Can you quote the records below in full, word for word?

* [Dataset]
==========

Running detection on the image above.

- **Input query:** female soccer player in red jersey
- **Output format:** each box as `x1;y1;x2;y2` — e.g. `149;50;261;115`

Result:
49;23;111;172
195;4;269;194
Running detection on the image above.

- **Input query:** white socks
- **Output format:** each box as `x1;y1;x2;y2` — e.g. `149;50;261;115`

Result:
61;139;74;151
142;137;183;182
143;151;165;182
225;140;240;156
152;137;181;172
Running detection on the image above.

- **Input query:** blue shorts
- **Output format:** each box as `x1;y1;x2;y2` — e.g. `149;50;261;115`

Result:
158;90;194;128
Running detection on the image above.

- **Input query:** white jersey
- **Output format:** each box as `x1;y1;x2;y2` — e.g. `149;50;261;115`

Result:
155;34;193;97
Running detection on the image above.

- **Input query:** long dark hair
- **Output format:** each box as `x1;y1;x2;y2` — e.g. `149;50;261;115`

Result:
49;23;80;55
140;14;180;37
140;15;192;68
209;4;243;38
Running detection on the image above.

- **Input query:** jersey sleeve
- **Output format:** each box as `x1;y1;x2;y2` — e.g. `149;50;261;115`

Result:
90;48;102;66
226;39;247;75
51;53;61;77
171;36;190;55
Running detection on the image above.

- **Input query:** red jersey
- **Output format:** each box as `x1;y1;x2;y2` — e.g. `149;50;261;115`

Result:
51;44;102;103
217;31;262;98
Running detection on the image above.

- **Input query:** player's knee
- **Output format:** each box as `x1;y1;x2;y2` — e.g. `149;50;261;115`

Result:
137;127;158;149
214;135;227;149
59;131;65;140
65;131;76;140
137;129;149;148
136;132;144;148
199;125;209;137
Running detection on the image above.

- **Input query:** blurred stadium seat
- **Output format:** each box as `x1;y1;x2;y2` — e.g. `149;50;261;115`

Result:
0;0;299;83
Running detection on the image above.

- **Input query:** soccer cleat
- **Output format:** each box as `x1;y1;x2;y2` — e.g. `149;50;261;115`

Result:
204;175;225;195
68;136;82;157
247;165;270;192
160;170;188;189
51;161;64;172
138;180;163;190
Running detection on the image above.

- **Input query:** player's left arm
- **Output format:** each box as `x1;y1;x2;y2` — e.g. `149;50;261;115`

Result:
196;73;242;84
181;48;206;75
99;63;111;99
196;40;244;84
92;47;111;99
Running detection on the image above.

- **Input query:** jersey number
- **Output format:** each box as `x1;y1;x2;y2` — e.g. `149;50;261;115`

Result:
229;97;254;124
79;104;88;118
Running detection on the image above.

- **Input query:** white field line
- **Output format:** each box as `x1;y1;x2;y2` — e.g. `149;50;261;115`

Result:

==========

* [Output of the task]
Running detection on the image above.

- **Input query:** female soccer player in red jersey
- **Output format:** each box as `x1;y1;x2;y2` — e.g. `149;50;261;115`

Result:
49;23;111;172
195;4;269;194
Running detection on the image above.

- **Input query:** white socks
- **Output format:** each box as `x1;y1;x2;y2` — e.g. `149;50;261;115`

Result:
61;139;74;151
142;137;183;182
143;151;165;182
225;140;240;156
152;137;181;172
Running detection on the image above.

- **Input query:** blue shorts
- **Output format:** each box as `x1;y1;x2;y2` — e.g. `149;50;261;115`

Result:
158;90;194;128
Running detection on the image above.

- **Input query:** white jersey
- **Output format:** each box as `x1;y1;x2;y2` — e.g. `149;50;261;115`

Result:
155;34;193;97
Running detection on the image above.

- **Input query:** long dark hair
- **Output format:** each box as `x1;y1;x2;y2` — e.g. `149;50;261;115`

Result:
49;23;80;55
140;14;180;37
140;15;192;68
209;4;243;38
Running detection on the image above.

- **Input query:** jersey sleeve
- **Output format:** each box as `x1;y1;x2;y2` — e.g. `149;50;261;115`

Result:
90;48;102;66
226;39;247;75
51;53;61;77
171;36;190;55
Running detection on the image above.

- **Input query:** red jersey
- **Output format:** each box as `x1;y1;x2;y2` — e.g. `149;50;261;115`

Result:
51;44;102;103
217;31;262;98
Running detection on the image above.

- **Input query:** player's knee
- **Output format:** each box as `x1;y1;x2;y2` — e.g. `149;50;261;115`

Result:
137;127;158;149
214;135;227;149
59;131;65;140
65;131;76;140
137;129;149;148
136;132;144;148
199;125;209;137
Running detection on the image above.

- **Input query:** blurred stadium seat
- **Output format:** each box as `x1;y1;x2;y2` — e.g. `149;50;261;115`

Result:
0;0;299;83
Running detection on the image above.

- **Input query:** soccer cleat
- **Output format:** each box as `x1;y1;x2;y2` — e.g. `149;50;261;115`

Result:
204;175;225;195
68;136;82;157
247;165;270;192
160;170;188;189
51;161;64;172
138;180;163;190
Running detection on the image above.

- **Input query:** player's left arm
- **Output format:** each box as `x1;y1;x2;y2` — e.g. `149;50;261;115`

Result:
196;73;242;84
181;48;206;75
99;63;111;99
196;40;244;84
92;47;111;99
Running detection on the image above.

- **Input query:** jersey number
- **Output format:** each box as `x1;y1;x2;y2` — e.g. `149;50;261;115`

Result:
229;97;254;124
79;104;88;118
Running detection on the image above.

- **Input query:** white field line
- **Output format:** each box as `x1;y1;x2;y2` — e.g. `149;50;261;115`

Result:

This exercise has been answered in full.